- _SHORT EXERCISE_
Rewrite the stretch from the first row through the line containing "[0,0,1456,817]", both ends included and requests kept as they are. Scale every bounding-box coordinate in the answers by 1.45, rounding to whole numbers with halves going up.

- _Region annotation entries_
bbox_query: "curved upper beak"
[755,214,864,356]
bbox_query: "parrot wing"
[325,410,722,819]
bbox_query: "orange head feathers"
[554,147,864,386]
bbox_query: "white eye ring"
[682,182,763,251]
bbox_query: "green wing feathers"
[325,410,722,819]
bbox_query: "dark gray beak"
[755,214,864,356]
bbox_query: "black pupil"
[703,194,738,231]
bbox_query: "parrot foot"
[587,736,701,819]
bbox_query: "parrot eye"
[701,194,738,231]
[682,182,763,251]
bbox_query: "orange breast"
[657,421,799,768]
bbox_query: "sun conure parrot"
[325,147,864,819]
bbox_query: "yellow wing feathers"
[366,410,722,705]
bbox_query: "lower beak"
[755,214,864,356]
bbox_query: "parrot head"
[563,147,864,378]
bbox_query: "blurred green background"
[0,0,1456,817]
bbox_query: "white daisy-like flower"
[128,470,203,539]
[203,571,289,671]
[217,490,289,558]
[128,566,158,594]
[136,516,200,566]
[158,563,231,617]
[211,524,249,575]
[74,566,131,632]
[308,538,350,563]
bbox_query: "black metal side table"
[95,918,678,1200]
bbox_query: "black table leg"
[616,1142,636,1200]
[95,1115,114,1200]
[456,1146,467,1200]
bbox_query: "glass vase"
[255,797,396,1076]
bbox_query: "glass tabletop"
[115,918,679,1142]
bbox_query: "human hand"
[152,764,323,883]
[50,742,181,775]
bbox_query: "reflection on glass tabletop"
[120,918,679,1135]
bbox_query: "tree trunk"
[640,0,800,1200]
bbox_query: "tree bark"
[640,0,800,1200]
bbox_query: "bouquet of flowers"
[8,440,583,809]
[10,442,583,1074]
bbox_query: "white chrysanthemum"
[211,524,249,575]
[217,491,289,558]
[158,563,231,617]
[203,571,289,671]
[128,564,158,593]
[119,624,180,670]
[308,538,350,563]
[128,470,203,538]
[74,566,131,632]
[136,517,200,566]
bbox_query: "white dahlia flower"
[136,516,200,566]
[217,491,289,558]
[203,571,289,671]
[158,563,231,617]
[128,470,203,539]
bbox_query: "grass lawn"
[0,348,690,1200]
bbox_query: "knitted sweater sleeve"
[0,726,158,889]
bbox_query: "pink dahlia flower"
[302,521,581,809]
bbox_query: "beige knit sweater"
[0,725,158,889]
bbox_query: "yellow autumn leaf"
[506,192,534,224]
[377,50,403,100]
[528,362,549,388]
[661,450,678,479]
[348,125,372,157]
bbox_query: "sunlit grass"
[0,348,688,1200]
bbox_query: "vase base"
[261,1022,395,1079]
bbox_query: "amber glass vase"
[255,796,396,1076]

- _ANSWER_
bbox_query: "curved upper beak"
[1095,310,1253,516]
bbox_query: "parrot wing"
[471,595,1047,1188]
bbox_query: "orange head feathers"
[803,213,1253,560]
bbox_query: "white eye ring"
[989,264,1106,364]
bbox_query: "green wing feathers"
[471,595,1047,1188]
bbox_query: "dark gray beak"
[1095,310,1253,516]
bbox_query: "black pupil"
[1019,281,1070,335]
bbox_query: "parrot foot"
[851,1067,1016,1188]
bbox_query: "parrot eye"
[1016,281,1070,335]
[989,264,1106,364]
bbox_query: "orange breast"
[953,610,1159,1114]
bbox_query: "sun conure parrot"
[471,213,1253,1188]
bbox_query: "yellow wing feathers"
[531,595,1047,1022]
bbox_query: "lower beak"
[1095,310,1253,516]
bbox_query: "parrot head"
[816,213,1253,548]
bbox_query: "blurred green background"
[0,0,2111,1185]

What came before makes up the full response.